§ **Goal of the exercise**
Please repeat the records below exactly, but only from the line that contains "Query for this call: white window frame" onward, ending with the last line.

Start of Listed records

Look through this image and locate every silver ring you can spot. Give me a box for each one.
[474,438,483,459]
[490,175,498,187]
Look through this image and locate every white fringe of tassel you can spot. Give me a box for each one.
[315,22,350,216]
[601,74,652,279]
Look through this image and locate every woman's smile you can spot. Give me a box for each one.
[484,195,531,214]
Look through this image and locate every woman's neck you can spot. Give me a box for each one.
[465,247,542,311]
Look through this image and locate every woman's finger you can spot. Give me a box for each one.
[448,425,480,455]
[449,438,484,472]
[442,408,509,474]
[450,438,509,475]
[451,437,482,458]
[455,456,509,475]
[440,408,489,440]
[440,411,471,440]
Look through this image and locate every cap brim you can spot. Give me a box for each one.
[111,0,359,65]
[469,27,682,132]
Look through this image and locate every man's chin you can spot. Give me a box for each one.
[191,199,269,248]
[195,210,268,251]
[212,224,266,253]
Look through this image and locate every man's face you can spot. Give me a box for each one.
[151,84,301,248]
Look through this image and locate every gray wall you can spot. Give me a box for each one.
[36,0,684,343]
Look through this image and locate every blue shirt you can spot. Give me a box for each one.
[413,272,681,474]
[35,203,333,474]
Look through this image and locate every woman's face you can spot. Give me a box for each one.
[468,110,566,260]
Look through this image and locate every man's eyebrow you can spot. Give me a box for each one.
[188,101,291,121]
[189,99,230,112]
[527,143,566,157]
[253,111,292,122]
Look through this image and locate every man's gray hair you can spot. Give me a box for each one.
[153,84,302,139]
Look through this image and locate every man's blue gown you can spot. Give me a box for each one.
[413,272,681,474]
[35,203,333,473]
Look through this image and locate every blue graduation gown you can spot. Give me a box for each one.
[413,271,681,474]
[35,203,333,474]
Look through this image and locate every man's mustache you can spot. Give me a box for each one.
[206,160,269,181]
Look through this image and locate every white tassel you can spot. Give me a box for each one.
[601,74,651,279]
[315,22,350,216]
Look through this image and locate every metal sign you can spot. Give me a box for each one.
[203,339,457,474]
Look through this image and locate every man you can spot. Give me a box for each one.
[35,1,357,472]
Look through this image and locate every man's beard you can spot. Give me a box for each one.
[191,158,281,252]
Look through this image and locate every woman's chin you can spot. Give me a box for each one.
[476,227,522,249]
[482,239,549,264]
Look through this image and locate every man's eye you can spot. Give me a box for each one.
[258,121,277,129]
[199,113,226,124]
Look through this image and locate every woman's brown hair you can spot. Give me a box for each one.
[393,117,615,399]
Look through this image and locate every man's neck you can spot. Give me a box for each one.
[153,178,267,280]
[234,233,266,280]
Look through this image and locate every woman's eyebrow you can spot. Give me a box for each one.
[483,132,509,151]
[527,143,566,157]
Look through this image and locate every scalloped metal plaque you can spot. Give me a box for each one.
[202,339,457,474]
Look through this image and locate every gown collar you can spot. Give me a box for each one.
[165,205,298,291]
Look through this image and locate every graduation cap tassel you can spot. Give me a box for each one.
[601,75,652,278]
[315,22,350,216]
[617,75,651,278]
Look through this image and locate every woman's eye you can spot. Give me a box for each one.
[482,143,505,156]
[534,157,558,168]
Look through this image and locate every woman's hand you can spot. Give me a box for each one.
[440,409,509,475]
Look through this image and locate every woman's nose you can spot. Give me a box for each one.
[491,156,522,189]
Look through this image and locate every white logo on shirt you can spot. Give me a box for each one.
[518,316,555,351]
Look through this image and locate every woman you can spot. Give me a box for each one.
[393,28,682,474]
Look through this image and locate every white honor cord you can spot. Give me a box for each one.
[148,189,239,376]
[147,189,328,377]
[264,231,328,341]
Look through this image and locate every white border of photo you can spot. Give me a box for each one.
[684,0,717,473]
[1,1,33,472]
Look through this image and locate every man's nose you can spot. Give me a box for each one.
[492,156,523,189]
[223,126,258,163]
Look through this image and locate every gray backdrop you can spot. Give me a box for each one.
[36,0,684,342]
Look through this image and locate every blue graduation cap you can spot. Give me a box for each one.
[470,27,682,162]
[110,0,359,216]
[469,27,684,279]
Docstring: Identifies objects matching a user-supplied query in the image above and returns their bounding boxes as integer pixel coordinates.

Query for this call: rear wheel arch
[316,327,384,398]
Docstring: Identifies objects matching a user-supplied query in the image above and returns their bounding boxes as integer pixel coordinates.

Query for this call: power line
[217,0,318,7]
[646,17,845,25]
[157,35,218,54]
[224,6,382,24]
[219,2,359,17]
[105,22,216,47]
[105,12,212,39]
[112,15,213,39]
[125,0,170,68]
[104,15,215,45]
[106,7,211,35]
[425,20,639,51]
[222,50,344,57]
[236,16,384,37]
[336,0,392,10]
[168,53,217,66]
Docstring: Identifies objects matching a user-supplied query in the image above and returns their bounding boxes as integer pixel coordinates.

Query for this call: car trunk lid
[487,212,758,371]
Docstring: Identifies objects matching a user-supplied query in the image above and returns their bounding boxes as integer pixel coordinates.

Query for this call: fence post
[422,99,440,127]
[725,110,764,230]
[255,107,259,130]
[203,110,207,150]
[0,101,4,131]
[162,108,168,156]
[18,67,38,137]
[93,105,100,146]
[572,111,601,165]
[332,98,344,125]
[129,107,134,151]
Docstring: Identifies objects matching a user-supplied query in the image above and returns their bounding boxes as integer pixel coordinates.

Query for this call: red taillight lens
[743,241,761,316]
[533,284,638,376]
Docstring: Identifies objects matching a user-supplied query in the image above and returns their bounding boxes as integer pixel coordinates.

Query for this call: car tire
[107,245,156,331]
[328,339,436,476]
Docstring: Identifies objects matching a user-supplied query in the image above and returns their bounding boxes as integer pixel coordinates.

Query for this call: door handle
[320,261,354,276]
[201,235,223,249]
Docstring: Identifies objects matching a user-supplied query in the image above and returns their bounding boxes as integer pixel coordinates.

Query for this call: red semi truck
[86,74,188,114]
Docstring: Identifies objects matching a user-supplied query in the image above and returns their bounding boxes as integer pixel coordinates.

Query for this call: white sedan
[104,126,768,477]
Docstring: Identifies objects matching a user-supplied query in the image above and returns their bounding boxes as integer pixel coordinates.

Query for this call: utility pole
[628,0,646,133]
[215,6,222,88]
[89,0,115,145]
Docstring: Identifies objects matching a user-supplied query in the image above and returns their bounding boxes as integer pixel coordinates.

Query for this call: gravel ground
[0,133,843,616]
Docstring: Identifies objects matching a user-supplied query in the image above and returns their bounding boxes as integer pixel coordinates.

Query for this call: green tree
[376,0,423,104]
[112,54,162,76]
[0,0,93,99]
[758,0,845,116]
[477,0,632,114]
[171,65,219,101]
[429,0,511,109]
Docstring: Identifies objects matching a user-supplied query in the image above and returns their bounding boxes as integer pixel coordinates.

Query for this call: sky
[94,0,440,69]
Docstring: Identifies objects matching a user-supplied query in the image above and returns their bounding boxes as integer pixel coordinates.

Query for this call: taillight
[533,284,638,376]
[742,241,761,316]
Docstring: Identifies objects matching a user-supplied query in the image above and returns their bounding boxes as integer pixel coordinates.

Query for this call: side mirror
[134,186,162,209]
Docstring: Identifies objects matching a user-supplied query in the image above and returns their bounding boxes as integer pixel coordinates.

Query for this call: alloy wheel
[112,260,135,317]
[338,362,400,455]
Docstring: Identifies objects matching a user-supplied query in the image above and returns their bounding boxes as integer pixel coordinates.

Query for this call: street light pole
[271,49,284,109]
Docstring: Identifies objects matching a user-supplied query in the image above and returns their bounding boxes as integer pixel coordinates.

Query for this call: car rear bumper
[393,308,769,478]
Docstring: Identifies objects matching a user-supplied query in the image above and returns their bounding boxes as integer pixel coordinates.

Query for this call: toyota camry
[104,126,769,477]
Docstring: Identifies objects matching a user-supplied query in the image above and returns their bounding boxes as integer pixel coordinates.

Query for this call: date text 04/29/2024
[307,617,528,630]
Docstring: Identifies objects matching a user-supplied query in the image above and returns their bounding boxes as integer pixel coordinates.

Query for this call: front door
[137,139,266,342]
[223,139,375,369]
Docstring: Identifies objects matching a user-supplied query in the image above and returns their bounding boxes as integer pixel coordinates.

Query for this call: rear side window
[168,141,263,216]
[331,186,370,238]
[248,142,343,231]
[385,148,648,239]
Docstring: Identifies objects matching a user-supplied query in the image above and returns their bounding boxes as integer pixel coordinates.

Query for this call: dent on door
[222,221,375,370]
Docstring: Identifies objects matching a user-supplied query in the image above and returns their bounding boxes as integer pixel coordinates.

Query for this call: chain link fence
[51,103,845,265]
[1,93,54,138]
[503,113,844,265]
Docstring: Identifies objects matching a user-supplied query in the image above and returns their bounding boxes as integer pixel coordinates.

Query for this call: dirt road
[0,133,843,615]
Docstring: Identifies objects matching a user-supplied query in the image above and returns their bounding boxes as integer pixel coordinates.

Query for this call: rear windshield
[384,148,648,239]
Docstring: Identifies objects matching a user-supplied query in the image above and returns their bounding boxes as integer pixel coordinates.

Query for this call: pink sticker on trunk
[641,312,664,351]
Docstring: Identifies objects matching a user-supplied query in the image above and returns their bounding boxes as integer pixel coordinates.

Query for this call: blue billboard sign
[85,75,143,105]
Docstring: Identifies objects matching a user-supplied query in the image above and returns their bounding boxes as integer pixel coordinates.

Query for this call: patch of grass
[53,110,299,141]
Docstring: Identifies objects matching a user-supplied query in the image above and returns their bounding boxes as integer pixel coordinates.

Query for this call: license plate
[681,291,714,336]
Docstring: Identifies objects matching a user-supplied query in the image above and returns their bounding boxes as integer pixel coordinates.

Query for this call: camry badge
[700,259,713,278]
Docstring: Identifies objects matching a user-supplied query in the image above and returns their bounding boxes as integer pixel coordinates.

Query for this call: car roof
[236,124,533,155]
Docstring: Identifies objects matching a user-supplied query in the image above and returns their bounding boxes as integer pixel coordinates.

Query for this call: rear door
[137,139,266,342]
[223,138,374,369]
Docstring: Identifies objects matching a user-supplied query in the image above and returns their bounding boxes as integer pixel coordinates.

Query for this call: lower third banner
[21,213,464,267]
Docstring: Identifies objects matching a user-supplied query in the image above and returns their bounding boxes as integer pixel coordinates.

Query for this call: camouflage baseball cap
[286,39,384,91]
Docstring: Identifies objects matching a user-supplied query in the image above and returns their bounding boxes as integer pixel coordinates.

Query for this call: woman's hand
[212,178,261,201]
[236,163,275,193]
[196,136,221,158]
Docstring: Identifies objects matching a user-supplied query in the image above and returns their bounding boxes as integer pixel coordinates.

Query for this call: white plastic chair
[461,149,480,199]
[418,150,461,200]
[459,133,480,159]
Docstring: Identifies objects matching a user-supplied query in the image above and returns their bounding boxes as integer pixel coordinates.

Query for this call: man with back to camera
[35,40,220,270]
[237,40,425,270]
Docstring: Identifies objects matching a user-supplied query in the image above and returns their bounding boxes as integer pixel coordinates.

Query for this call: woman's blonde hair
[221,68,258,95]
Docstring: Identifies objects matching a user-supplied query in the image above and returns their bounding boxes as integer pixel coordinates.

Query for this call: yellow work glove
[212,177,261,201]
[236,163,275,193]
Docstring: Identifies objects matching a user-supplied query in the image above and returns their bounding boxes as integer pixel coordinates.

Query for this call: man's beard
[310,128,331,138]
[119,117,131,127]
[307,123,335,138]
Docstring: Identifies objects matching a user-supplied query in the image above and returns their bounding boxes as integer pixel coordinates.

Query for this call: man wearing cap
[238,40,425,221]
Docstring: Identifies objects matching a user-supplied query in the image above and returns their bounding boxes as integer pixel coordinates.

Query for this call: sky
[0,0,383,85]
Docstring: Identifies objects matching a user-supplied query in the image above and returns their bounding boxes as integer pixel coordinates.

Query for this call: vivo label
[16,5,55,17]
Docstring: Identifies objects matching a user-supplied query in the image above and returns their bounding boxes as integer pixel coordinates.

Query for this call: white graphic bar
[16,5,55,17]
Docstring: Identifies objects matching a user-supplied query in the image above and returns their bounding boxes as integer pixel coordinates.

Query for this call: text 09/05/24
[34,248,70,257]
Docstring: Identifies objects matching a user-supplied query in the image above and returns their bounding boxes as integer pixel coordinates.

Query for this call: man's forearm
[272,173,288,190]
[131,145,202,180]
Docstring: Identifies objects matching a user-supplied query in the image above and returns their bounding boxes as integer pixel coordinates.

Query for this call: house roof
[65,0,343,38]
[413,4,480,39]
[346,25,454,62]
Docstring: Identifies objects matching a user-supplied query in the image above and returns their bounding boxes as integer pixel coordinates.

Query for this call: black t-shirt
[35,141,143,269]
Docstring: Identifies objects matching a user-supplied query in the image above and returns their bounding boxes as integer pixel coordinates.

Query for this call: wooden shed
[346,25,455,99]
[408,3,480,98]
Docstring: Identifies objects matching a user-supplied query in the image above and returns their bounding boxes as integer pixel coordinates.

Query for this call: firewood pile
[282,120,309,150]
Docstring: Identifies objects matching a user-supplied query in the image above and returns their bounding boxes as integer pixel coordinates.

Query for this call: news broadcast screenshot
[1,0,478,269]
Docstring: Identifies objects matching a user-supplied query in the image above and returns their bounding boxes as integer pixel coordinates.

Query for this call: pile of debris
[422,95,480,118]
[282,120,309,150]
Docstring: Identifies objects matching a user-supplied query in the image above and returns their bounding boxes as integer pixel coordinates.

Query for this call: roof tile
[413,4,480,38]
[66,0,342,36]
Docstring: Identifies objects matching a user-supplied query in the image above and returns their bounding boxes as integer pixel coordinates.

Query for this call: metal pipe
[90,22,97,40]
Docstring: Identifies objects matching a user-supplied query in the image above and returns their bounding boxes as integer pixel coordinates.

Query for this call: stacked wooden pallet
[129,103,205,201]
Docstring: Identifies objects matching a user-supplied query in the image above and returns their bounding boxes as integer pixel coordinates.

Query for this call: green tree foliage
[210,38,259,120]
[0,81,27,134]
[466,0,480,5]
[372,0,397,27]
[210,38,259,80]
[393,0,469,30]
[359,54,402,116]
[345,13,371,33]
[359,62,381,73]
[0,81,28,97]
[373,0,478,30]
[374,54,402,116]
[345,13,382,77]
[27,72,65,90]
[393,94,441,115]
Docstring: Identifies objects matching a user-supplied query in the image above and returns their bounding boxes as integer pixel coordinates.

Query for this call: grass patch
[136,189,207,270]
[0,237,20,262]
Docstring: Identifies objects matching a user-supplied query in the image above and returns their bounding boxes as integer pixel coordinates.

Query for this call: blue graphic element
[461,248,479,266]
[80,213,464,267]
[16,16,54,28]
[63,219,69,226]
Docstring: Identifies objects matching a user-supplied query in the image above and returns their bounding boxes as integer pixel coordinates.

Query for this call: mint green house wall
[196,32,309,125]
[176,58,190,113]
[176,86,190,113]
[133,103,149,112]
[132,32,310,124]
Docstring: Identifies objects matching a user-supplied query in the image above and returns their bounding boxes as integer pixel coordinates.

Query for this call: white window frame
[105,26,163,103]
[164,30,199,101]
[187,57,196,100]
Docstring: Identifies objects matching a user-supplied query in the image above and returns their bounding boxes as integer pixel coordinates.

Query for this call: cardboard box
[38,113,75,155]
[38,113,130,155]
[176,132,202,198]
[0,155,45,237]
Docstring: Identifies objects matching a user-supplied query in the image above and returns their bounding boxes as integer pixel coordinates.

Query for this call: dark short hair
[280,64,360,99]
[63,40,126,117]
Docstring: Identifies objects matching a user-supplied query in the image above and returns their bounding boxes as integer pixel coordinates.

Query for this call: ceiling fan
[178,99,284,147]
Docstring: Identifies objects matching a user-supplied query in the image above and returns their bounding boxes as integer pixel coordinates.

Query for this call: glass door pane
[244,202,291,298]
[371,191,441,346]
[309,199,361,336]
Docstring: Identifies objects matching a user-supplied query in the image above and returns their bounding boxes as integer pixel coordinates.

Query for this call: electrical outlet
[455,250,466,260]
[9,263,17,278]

End of Listed records

§ **Expected answer**
Query for this call: white window frame
[105,26,163,103]
[164,30,199,101]
[187,57,196,100]
Docstring: Identifies objects matching a user-supplied query in the image above and returns their bounding boxes as integer pixel coordinates.

Query for this call: cardboard box
[38,113,75,155]
[38,113,130,155]
[176,132,202,198]
[0,155,45,237]
Docstring: Identifies objects matching a user-supplied query in the image above and returns their bounding boxes as integer pixel coordinates.

Query for this call: dark short hair
[280,64,360,99]
[63,40,126,117]
Docstring: Identifies objects matching a user-supplied query in the image above and returns their bounding boxes as integer pixel coordinates.

Query for this call: ceiling fan
[178,99,284,147]
Docstring: Identifies objects matching a user-supplied query in the image above and returns their bounding boxes as integer pixel coordinates.

Query for this call: glass door pane
[244,202,291,298]
[371,191,441,346]
[309,199,361,336]
Docstring: Identifies objects matching a user-supplied query in the image above and returns their bounding boxes as integer pixel coordinates.

Query for this call: electrical outlet
[455,250,466,260]
[9,263,17,278]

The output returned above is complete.